* **Work to do**
Rewrite the rows below, changing every "Target" to "Object" and keeping everything else as it is. Omit the pictures from your answer.

Excerpts of pointing data:

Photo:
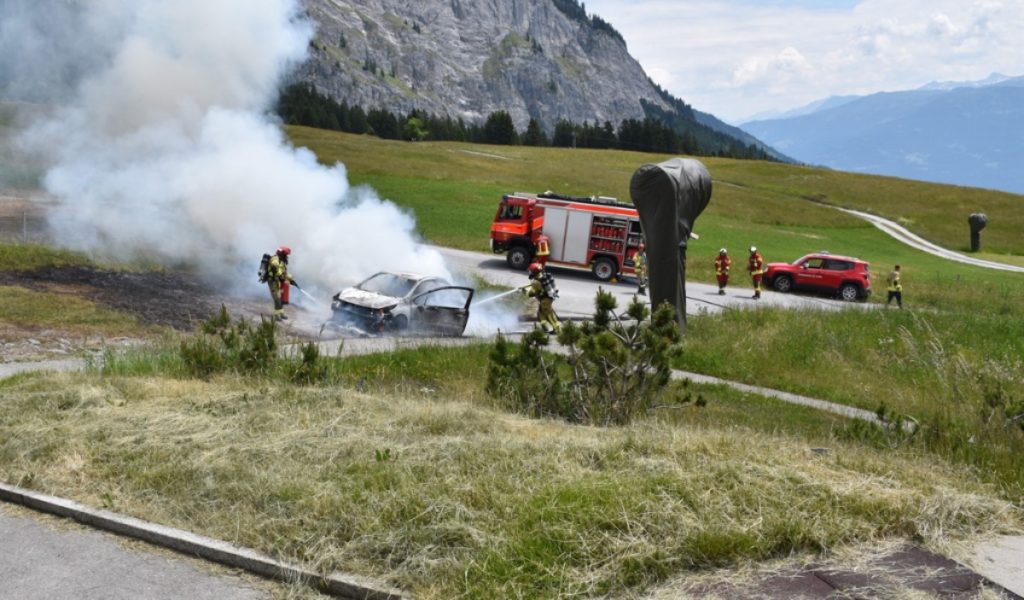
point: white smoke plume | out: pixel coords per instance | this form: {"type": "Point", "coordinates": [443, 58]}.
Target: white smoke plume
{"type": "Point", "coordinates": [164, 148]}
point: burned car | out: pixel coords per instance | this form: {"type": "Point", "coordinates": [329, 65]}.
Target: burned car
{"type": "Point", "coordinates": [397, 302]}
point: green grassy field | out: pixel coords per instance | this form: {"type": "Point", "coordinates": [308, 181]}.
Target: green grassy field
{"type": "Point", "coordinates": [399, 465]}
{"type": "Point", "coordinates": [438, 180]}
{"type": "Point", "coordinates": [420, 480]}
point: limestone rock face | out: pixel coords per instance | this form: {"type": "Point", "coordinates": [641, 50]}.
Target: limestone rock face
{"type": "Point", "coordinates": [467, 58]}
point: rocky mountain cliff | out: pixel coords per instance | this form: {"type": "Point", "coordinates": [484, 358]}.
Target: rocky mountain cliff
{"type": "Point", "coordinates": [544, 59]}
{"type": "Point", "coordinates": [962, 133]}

* **The answer**
Photo:
point: white smoke plume | out: pixel coords per instance | this form: {"type": "Point", "coordinates": [443, 58]}.
Object: white smoke plume
{"type": "Point", "coordinates": [164, 148]}
point: burned car | out: pixel coords per instance | this form: {"type": "Point", "coordinates": [329, 65]}.
Object: burned car
{"type": "Point", "coordinates": [397, 302]}
point: green grassy field | out: pixel coords per instance | this form: {"type": "Point", "coordinates": [308, 181]}.
Object: green grassy field
{"type": "Point", "coordinates": [399, 465]}
{"type": "Point", "coordinates": [438, 180]}
{"type": "Point", "coordinates": [420, 480]}
point: limestone rock face | out: pixel coords per instance | this form: {"type": "Point", "coordinates": [641, 50]}.
Object: limestone rock face
{"type": "Point", "coordinates": [467, 58]}
point: rocky mountain cliff | out: pixel coords per instance | this form: {"type": "Point", "coordinates": [484, 358]}.
Object: rocky mountain cliff
{"type": "Point", "coordinates": [544, 59]}
{"type": "Point", "coordinates": [962, 133]}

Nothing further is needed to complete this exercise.